What you should do: Reproduce every line from the one that contains "Hello! I'd appreciate your help detecting the sign" through the end of the rows, requests included. Offset each bounding-box coordinate in the answers by 23.

[Excerpts from a detection dataset]
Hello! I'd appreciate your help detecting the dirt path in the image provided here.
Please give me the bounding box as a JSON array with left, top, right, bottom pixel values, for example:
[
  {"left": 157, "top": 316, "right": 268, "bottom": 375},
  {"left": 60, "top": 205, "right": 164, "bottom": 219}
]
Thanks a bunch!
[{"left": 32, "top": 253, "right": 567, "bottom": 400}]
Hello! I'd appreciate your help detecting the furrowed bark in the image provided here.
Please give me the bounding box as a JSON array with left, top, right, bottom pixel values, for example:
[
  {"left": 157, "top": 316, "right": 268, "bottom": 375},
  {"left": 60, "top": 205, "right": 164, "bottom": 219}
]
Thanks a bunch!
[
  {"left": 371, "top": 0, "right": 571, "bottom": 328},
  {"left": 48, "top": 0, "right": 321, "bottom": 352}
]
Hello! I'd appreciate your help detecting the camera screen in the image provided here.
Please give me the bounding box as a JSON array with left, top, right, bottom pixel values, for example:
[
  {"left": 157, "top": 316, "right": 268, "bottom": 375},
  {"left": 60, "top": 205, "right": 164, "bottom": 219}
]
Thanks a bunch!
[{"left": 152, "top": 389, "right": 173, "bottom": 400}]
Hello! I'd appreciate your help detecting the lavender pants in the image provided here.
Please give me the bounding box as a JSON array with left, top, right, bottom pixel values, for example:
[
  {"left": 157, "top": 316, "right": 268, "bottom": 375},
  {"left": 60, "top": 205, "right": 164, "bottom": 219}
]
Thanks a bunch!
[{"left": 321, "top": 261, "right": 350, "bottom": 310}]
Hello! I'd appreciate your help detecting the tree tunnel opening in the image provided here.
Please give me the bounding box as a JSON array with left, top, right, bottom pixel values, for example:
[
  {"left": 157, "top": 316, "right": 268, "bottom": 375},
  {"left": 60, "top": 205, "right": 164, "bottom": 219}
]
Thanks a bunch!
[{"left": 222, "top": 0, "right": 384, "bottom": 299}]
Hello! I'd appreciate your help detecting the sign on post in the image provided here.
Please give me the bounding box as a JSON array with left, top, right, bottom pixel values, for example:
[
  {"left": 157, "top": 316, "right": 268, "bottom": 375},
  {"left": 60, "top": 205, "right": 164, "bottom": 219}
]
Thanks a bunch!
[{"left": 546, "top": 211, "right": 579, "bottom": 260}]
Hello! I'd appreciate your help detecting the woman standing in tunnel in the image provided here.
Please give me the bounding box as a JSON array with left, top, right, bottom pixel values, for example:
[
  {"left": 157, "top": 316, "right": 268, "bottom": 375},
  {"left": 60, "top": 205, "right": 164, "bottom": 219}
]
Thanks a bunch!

Reply to the exercise:
Hello! I'd appreciate your help detecting the sign on post in the image provided here.
Please give me the bounding box as a JSON array with left, top, right, bottom pixel values, for example:
[
  {"left": 157, "top": 316, "right": 268, "bottom": 375},
  {"left": 60, "top": 205, "right": 164, "bottom": 219}
]
Thanks a bunch!
[{"left": 569, "top": 234, "right": 602, "bottom": 283}]
Hello! I'd appreciate your help detecting the woman standing in tunnel in the image provided here.
Please give me the bounding box as a JSON array with left, top, right, bottom pixel values, for example:
[
  {"left": 157, "top": 316, "right": 268, "bottom": 375},
  {"left": 60, "top": 205, "right": 164, "bottom": 219}
]
Thanks a bunch!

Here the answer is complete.